+++ Page extract

- Richard Woodhead is a Wanaka-based board member of Rural Contractors NZ.
Recently three of our overseas machinery operators, two Irish, one English lad, headed home.
They are all talking of returning to spend another season with us. We normally do have repeats and that’s a blessing for us when getting skilled staff is such an on-going challenge.
One Irish lad has returned five years in a row. I’m aware that not everyone has these experiences so I thought I’d share how we look after our imports in the hope it may assist others.
Firstly, a lot of those who come to New Zealand for seasonal work driving machinery are really young. Some of them are 19 or 20 years old and have never left home before. This is not to say they can’t do the job. They make some of our young Kiwi operators look amateurish. But you have to look after them and keep an eye out for how they are faring. They can get horribly homesick.An evening meal is provided at our home that we all share including the Kiwis who work for us and live locally. One good meal a day goes a long way to making our overseas lads feel at home. Frankly, if you don’t feed them they’ll end up going to town and eating rubbish. We really treat them like part of the family for the weeks and months they are with us.

++++++

Problem: Does each of these statements agree with the passage on overseas machinery operators? Answer yes or no for each and quote the words from the passage that decide it. (a) Of the three overseas operators who recently went home, two were Irish. (b) One Irish operator has come back four years in a row. (c) Only the overseas workers share the evening meal.

+++ Extracted data

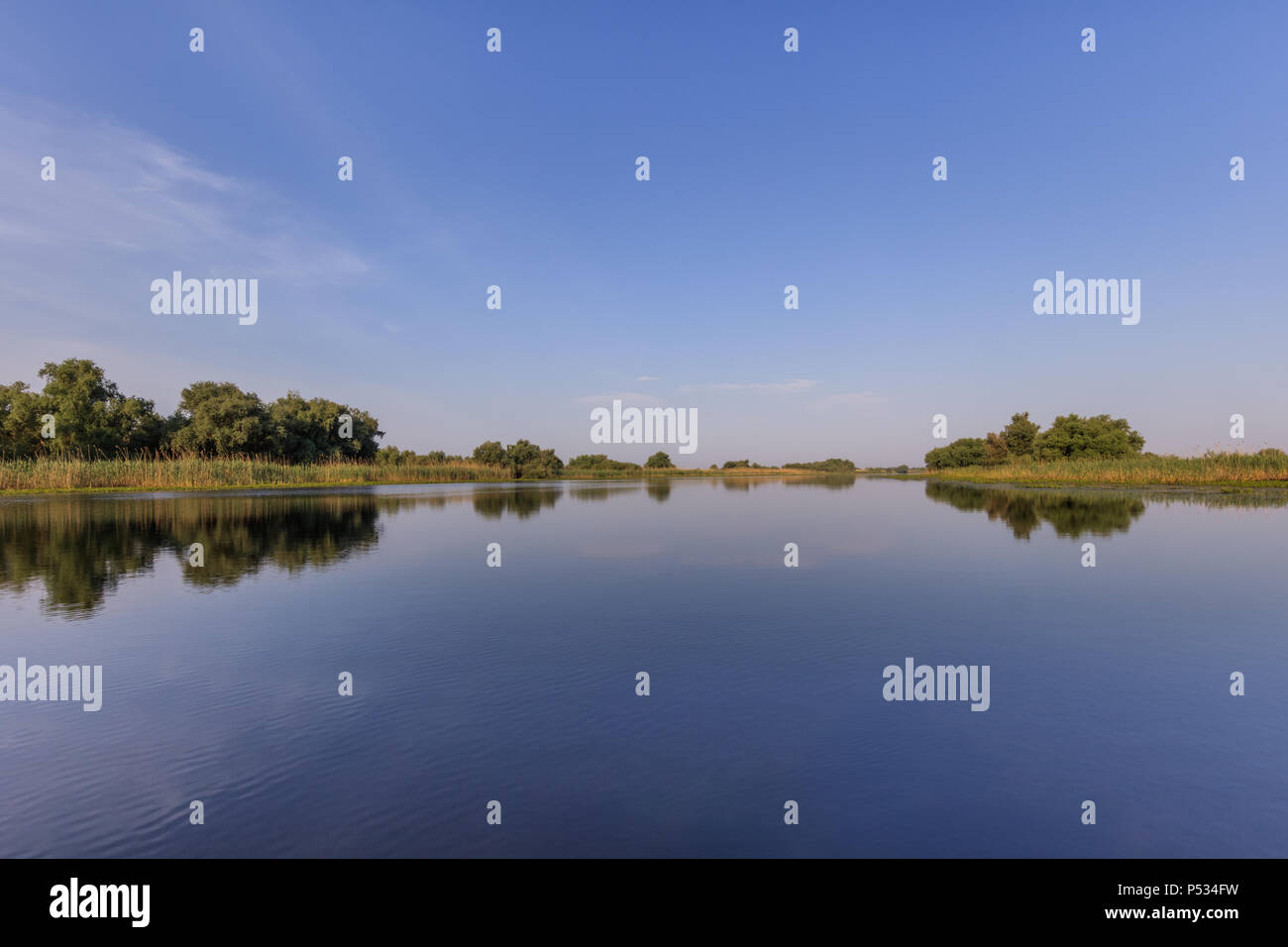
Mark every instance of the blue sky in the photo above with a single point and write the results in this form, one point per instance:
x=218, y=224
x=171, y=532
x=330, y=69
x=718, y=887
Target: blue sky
x=518, y=169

++++++

Task output:
(a) Yes: "two Irish, one English lad, headed home."
(b) No: "One Irish lad has returned five years in a row."
(c) No: "including the Kiwis who work for us and live locally."